Point localization data
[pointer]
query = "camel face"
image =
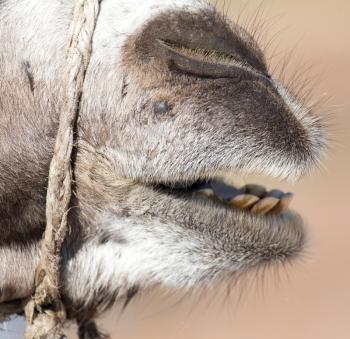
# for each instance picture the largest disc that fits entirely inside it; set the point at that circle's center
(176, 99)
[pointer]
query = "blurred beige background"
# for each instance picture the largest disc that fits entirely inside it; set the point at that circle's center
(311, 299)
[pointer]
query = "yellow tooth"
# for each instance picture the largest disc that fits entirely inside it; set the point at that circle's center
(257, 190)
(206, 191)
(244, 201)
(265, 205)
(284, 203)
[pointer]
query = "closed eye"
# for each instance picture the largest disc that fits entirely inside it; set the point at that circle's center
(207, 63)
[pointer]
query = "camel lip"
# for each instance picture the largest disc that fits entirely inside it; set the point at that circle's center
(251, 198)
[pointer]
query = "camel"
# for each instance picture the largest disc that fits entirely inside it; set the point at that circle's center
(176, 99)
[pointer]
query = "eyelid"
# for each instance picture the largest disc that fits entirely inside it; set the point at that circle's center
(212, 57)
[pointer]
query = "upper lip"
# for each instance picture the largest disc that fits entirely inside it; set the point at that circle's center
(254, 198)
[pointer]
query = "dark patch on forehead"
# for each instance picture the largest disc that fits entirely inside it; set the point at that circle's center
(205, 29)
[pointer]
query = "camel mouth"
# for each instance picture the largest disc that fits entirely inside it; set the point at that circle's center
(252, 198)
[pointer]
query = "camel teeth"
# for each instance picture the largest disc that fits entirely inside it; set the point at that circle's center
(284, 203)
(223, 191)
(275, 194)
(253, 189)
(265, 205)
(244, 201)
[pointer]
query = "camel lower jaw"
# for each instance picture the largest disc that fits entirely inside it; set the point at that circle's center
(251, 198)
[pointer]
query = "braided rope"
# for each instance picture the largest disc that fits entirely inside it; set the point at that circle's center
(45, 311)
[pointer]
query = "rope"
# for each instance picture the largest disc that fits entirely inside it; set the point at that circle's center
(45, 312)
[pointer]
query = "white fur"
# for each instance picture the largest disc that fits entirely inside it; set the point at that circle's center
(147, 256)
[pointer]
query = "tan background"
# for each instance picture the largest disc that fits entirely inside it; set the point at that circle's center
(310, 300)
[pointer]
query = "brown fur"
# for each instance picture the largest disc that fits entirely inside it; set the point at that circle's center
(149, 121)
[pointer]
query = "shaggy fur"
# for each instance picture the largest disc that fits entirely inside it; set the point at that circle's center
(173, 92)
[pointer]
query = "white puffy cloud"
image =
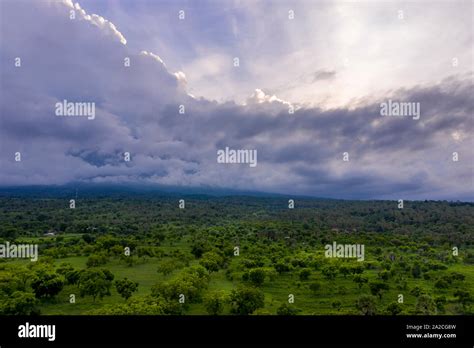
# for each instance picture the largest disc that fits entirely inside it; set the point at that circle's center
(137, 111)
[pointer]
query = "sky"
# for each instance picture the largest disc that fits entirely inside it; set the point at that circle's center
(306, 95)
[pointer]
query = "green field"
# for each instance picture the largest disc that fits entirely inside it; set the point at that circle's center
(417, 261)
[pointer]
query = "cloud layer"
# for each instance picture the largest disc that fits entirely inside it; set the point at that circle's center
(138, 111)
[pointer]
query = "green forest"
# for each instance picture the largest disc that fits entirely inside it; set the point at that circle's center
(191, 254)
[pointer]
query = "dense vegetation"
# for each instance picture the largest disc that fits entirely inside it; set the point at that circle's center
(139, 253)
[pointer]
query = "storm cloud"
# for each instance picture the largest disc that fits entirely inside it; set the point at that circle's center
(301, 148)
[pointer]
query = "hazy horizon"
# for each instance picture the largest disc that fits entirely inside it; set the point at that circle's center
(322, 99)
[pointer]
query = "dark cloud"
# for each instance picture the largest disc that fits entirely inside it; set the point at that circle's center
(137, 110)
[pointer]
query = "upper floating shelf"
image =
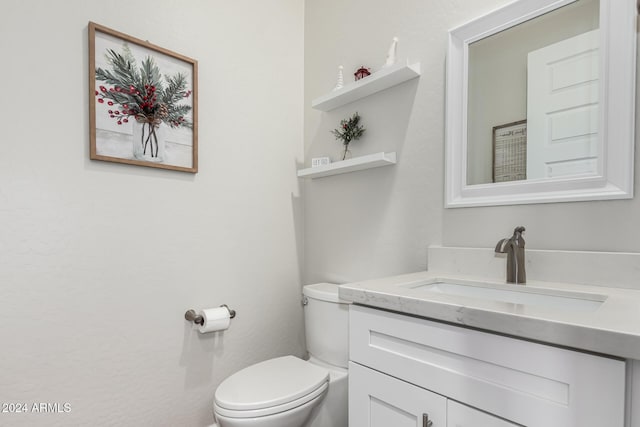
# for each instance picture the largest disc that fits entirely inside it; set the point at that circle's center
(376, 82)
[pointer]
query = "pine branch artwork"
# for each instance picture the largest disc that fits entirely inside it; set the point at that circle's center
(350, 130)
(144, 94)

(EXERCISE OBJECTIVE) Across all the records, find the lines containing the word "cloud" and reproduce each one.

(SOLUTION TO THE PROBLEM)
query = "white puffy cloud"
query = "cloud layer"
query = "storm cloud"
query = "dark cloud"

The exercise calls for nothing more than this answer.